> **Instruction**: Locate the line that contains "point: silver hatchback". Print it and every subsequent line through the final line of the records, exactly and only those.

> **Source data**:
----------

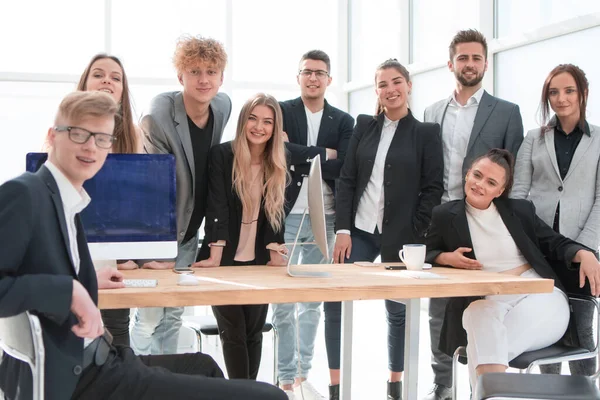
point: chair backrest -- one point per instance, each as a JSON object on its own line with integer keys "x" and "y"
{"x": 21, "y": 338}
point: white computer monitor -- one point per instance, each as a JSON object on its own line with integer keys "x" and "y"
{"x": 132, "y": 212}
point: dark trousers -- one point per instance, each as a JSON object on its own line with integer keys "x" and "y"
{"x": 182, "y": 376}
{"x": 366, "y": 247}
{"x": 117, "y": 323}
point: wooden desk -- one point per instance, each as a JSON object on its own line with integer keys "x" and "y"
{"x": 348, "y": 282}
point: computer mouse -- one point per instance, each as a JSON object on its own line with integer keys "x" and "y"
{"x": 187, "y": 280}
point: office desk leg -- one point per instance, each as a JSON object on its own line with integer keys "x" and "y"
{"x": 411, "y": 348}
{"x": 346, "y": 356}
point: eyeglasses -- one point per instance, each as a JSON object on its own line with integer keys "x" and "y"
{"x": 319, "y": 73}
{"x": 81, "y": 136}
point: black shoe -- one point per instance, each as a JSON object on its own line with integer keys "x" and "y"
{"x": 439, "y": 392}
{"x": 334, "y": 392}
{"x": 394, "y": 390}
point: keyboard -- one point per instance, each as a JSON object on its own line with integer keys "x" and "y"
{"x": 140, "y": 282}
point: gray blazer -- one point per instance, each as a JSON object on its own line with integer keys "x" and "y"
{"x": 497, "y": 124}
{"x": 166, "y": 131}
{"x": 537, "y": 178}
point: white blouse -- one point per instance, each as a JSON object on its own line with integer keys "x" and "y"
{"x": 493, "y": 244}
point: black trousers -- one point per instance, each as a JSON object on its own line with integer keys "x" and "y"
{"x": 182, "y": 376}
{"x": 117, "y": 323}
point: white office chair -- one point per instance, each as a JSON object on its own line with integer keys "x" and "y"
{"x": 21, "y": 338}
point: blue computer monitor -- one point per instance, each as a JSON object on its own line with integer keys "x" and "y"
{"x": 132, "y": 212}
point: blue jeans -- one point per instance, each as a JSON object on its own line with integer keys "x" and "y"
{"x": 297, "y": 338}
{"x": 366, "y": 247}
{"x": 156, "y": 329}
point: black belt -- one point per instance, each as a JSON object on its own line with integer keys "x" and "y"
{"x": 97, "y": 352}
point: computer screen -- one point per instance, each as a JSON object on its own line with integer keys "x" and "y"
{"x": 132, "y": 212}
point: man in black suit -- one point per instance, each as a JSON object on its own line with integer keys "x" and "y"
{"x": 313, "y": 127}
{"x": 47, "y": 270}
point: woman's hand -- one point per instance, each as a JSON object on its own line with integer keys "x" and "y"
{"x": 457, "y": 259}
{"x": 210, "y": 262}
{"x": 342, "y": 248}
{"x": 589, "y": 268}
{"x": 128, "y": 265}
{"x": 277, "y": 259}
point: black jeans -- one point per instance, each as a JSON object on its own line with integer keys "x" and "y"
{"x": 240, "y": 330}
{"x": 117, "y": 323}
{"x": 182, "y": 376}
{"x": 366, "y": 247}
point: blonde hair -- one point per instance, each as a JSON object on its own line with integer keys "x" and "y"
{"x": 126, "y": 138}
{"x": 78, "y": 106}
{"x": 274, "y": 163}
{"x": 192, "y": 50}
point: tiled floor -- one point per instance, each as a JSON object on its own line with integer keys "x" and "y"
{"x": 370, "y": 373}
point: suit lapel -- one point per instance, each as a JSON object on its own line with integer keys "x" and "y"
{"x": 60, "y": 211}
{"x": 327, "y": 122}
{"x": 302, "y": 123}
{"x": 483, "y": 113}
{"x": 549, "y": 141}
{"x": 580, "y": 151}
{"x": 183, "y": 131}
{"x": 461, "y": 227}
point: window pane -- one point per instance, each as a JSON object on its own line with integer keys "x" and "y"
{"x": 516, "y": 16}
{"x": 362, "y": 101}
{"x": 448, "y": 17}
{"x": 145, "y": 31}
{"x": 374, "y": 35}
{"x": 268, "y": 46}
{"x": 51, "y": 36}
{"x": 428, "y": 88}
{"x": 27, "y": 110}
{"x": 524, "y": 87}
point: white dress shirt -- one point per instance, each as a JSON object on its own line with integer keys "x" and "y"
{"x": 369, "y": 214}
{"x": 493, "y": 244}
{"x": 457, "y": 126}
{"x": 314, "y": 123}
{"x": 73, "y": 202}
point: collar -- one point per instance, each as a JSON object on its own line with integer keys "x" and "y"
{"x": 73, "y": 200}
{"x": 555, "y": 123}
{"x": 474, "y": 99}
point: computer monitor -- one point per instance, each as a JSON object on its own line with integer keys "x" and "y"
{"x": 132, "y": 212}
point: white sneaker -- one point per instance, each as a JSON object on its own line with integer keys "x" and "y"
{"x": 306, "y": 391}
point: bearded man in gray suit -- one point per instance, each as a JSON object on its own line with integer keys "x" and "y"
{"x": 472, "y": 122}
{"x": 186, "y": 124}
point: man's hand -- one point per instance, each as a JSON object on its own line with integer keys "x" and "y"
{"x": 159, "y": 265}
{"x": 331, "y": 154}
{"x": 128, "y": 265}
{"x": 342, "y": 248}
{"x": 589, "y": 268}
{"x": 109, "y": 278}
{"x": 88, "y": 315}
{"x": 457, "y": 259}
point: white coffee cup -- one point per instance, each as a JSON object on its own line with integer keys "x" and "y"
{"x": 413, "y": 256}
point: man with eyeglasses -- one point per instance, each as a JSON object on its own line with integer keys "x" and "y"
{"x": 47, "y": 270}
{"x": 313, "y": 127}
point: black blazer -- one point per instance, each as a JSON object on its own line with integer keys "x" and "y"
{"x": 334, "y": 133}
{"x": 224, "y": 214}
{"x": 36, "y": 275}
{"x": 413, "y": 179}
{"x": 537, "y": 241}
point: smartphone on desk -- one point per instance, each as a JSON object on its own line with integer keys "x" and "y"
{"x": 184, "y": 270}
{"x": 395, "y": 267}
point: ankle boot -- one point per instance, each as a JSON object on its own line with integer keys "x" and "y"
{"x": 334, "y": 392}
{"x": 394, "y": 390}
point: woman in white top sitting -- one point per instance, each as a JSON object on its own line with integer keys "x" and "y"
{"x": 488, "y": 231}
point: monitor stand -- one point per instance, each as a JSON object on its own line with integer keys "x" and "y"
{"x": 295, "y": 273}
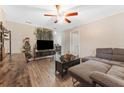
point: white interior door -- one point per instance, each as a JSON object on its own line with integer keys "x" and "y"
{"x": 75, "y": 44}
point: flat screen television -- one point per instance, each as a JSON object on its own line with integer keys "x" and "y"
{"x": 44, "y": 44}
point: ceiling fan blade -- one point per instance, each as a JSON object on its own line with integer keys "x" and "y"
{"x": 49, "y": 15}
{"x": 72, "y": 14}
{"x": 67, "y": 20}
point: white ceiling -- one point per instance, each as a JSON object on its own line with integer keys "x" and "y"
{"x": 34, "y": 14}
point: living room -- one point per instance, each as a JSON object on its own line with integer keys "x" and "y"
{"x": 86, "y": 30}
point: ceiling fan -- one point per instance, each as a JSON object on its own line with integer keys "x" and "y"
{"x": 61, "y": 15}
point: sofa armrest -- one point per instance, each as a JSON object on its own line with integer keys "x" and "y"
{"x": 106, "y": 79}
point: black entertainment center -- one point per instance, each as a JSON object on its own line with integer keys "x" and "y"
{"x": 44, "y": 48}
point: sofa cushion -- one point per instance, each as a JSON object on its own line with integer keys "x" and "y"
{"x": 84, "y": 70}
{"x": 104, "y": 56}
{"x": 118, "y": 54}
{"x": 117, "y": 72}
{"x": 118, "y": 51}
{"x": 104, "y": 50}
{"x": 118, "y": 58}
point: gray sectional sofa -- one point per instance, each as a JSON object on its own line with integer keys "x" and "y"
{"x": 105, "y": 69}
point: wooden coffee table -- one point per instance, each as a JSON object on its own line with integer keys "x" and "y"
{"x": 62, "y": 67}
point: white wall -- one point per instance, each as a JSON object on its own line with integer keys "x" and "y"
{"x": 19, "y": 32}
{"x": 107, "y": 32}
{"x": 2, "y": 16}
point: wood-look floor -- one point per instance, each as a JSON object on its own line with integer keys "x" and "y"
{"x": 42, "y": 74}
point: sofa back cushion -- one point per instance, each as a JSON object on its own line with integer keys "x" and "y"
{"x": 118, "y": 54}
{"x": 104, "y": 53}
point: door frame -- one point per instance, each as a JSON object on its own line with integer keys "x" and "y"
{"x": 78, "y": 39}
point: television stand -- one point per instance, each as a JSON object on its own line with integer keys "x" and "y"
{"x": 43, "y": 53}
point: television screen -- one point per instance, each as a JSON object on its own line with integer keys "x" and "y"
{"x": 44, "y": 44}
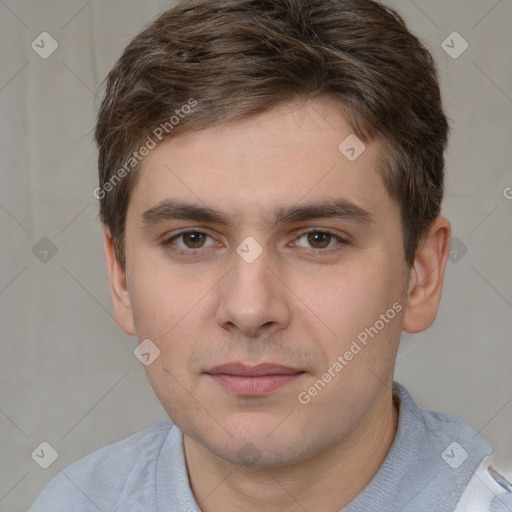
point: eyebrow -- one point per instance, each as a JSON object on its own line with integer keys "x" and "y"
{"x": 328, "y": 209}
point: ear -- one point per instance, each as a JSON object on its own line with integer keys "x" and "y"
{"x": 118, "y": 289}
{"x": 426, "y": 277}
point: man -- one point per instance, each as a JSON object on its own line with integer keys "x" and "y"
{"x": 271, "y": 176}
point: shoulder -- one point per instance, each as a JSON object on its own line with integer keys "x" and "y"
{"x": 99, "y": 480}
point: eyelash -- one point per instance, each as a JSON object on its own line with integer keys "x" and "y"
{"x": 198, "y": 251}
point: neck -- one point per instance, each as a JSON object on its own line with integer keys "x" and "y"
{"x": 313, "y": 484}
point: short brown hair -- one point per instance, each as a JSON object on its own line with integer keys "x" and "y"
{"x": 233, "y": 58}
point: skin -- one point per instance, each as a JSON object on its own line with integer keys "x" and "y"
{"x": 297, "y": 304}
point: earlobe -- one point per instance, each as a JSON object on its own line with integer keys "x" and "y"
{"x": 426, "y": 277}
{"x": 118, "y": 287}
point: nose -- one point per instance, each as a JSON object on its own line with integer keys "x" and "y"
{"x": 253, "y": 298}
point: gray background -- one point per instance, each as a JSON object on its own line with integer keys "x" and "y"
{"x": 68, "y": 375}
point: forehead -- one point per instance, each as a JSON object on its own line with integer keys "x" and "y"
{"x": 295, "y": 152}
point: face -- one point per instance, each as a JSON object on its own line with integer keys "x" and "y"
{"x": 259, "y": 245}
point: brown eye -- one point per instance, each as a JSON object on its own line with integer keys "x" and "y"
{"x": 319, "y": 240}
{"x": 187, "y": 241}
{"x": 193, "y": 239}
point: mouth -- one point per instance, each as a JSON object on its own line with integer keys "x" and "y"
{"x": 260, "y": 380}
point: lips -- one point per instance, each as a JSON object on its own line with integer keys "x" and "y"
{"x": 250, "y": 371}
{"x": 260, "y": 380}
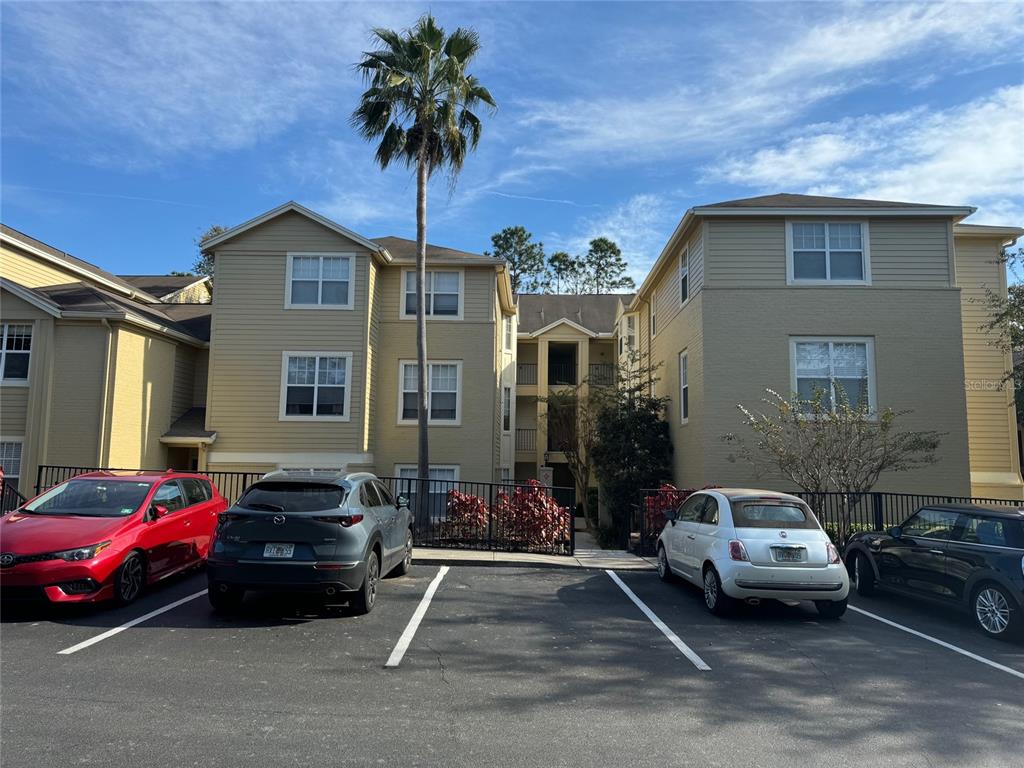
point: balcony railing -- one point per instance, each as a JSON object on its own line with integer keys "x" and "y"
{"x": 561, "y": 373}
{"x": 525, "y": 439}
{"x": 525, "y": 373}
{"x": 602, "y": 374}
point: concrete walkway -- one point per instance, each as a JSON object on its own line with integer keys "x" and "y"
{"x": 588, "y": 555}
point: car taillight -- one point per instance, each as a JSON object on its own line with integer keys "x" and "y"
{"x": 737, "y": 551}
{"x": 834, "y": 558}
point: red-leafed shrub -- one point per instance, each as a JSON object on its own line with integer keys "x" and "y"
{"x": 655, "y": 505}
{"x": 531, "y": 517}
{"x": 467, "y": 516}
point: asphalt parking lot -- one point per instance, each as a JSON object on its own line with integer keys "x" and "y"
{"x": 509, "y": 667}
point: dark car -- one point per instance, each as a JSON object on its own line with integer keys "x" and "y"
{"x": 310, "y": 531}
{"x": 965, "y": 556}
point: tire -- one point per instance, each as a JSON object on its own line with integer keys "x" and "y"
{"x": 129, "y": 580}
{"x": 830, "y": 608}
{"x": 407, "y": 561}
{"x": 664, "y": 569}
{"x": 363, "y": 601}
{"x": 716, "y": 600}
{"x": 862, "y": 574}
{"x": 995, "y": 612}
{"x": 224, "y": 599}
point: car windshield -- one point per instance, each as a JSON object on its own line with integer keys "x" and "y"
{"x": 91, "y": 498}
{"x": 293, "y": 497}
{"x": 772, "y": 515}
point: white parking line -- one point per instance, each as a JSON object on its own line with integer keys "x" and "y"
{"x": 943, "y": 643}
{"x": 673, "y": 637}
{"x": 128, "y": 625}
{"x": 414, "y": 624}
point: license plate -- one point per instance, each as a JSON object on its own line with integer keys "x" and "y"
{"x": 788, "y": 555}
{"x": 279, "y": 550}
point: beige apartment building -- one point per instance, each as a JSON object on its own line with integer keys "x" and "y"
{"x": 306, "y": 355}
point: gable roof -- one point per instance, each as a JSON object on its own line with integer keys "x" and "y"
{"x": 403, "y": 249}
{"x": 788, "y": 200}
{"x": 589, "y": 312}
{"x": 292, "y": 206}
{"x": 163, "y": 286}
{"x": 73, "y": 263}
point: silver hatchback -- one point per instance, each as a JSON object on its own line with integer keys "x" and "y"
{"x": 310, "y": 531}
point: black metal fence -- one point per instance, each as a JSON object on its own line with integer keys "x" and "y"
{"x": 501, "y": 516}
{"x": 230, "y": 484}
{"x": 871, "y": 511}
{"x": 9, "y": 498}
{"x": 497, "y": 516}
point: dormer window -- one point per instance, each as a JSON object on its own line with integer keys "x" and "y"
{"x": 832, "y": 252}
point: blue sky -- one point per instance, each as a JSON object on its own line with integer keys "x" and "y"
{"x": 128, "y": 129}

----------

> **Result of this exercise**:
point: silver hatchback -- one point per instance, each as a JSON object on its own line with integer keys "x" and "y"
{"x": 310, "y": 531}
point: black metal fence -- one point per instance, each as a JSON object on its own line with integer keys "x" and "y"
{"x": 501, "y": 516}
{"x": 230, "y": 484}
{"x": 871, "y": 511}
{"x": 9, "y": 498}
{"x": 497, "y": 516}
point: dormer window -- one point per instance, each as a JSON object on its own line with integer keys "x" and "y"
{"x": 832, "y": 252}
point: blue sky -- one point per instance, each as a JSON object on its own line with integer keys "x" and "y"
{"x": 128, "y": 129}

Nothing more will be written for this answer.